**JOB:**
Scale the rows in the stretch from the line containing "Pin every instance of the grass" through the line containing "(1391, 341)", both ends included, and give back only those lines, requests included. Multiply each answer coordinate by 1.8 and round to whole numbers with halves rounded up, leaving the requests and their format samples unchanged.

**EXTRACTED ENTRIES:**
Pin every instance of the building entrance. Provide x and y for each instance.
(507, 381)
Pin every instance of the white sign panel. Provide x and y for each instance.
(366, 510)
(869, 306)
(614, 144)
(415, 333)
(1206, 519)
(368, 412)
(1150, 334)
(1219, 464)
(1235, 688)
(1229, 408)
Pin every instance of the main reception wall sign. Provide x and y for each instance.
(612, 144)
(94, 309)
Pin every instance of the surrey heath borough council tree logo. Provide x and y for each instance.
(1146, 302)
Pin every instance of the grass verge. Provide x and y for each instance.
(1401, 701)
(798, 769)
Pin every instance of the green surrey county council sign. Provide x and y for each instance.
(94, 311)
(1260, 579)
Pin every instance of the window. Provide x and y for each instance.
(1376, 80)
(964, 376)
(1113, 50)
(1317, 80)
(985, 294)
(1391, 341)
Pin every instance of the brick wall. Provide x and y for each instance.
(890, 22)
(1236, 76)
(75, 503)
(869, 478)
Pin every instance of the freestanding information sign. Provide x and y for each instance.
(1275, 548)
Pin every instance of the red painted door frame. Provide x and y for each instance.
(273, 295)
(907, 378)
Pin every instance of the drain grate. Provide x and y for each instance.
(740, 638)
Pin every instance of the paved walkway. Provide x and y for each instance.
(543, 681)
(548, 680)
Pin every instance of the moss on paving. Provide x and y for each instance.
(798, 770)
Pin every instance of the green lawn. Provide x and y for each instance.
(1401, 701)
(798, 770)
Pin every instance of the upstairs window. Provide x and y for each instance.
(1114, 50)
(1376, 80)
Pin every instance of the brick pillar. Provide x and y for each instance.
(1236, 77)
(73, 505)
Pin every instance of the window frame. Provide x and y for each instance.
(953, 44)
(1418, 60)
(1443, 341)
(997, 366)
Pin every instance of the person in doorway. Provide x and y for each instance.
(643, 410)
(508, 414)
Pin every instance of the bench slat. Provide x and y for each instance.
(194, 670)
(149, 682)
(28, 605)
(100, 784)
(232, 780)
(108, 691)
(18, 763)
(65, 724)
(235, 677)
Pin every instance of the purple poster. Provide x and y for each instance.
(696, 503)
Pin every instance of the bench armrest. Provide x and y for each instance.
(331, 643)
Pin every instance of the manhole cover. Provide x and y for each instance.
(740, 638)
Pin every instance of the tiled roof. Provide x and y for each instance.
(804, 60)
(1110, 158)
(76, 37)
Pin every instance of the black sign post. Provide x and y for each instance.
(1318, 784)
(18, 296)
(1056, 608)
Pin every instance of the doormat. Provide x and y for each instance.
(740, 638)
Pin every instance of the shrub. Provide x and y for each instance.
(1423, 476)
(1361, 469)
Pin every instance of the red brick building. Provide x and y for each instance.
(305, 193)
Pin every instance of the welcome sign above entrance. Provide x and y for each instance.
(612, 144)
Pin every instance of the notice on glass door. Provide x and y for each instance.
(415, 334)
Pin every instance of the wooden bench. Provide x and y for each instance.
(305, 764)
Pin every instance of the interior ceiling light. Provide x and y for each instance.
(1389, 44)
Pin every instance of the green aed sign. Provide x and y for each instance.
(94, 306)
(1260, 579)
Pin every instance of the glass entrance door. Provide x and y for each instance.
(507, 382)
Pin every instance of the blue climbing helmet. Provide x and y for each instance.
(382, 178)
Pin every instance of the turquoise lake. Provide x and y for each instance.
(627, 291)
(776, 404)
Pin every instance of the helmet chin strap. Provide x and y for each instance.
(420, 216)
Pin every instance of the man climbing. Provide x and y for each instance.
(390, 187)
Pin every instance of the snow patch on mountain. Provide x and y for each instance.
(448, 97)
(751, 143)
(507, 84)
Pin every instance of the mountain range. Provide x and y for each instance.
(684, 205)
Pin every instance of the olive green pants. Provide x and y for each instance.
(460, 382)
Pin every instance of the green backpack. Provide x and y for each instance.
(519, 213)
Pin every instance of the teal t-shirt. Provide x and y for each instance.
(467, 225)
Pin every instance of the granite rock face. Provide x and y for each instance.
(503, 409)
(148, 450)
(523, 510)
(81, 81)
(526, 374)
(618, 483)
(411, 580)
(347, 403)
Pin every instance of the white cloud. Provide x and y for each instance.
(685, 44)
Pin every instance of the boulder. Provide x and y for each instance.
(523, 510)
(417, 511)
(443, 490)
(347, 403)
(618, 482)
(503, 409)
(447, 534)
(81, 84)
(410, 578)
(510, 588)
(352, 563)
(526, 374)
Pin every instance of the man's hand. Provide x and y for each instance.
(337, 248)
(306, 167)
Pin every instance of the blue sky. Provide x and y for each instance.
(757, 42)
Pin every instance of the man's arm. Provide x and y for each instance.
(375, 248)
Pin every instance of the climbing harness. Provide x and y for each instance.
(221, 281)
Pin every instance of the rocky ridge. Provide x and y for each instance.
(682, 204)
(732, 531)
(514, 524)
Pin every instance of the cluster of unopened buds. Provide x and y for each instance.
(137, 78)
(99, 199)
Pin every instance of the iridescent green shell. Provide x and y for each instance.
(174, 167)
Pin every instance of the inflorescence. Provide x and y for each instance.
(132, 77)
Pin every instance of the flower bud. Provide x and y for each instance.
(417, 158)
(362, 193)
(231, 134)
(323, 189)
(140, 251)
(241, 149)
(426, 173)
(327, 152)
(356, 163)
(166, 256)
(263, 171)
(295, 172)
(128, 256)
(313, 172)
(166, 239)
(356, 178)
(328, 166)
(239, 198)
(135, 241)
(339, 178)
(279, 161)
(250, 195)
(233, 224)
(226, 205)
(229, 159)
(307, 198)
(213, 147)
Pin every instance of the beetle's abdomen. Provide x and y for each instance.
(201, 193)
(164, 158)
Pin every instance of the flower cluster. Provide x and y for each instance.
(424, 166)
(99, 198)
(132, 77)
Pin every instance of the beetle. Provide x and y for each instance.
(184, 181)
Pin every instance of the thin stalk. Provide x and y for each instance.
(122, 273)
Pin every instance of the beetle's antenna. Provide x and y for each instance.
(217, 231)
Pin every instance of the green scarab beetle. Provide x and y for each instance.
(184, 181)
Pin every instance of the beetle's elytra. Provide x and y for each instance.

**RESPONSE TO THE EXERCISE:**
Pin every instance of the grass verge. Provide x and y for each instance.
(2522, 1262)
(1436, 1384)
Pin every instance of the green surrey county council sign. Provide x and y for each instance.
(169, 560)
(2268, 1042)
Pin every instance of the window. Provide x and y for each instance.
(2477, 144)
(1735, 677)
(2003, 90)
(2371, 144)
(1773, 529)
(2504, 614)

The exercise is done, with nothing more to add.